▸ **What the task requires**
Starting at the line that contains "Q: For the tree in" and stopping after the last line of the records, output those lines as a JSON list of strings, one string per line, with blank lines left out.

▸ **Extracted material**
▼
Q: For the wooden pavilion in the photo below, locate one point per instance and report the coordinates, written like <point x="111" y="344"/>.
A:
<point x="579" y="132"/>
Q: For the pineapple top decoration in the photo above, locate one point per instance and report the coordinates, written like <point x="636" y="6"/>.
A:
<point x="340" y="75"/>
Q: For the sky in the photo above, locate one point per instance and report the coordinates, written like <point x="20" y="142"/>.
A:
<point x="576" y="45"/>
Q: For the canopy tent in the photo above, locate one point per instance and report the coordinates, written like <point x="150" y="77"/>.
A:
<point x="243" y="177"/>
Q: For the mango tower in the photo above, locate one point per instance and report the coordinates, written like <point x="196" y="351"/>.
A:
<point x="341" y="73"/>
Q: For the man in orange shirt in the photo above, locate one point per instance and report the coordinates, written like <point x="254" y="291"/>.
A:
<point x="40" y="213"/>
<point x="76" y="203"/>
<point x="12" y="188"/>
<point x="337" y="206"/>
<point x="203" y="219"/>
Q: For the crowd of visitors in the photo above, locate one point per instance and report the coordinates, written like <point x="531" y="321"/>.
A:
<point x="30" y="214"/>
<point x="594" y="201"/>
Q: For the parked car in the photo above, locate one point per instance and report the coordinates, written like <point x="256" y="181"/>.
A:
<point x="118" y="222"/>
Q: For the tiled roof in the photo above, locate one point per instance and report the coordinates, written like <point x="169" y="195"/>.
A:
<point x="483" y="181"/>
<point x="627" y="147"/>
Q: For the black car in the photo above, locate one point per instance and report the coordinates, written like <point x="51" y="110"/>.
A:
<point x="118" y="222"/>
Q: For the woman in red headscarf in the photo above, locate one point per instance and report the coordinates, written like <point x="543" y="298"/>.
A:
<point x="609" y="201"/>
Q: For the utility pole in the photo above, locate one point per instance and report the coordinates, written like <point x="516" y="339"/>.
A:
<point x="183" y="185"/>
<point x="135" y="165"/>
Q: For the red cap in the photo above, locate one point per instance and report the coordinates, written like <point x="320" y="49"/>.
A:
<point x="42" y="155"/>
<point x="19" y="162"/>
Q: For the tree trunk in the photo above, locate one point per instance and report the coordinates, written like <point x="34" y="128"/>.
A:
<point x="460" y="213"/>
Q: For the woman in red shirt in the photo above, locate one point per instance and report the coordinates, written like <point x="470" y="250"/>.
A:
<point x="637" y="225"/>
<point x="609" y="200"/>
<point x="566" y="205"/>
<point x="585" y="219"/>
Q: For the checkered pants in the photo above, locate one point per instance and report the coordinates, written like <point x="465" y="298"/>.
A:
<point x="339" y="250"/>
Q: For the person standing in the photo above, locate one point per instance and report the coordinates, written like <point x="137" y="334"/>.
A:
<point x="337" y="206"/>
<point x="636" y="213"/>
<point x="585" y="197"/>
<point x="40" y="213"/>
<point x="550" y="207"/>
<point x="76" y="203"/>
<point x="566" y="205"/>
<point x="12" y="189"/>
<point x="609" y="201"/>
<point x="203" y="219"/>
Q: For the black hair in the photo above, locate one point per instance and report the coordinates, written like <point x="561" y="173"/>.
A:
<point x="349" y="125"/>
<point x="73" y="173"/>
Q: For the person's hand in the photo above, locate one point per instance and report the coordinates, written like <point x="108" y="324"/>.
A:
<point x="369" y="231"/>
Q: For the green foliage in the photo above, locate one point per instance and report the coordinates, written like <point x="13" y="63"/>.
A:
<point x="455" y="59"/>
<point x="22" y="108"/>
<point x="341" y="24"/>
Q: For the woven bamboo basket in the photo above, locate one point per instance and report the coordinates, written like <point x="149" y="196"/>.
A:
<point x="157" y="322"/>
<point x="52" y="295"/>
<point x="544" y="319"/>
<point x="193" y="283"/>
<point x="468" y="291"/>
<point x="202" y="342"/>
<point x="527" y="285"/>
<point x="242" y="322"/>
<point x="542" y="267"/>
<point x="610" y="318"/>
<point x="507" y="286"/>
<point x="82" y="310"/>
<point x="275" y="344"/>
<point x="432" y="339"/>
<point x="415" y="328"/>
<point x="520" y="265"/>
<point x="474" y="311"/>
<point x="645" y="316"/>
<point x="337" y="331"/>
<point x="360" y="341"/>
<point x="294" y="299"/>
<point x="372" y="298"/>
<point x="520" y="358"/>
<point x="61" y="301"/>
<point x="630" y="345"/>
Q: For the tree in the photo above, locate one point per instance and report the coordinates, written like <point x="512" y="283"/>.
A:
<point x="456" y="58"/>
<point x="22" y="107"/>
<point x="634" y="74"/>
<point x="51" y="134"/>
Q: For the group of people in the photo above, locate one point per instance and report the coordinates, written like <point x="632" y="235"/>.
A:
▲
▸ **Exercise answer**
[
  "Q: For the tree in the photo above, locate one point per instance and report the coordinates, written like <point x=\"512\" y=\"283\"/>.",
  "A:",
  "<point x=\"456\" y=\"58\"/>",
  "<point x=\"22\" y=\"107\"/>",
  "<point x=\"634\" y=\"74\"/>",
  "<point x=\"51\" y=\"134\"/>",
  "Q: For the group of people in the photo above, locate one point per instance and report the coordinates, written like <point x=\"632\" y=\"235\"/>.",
  "A:"
]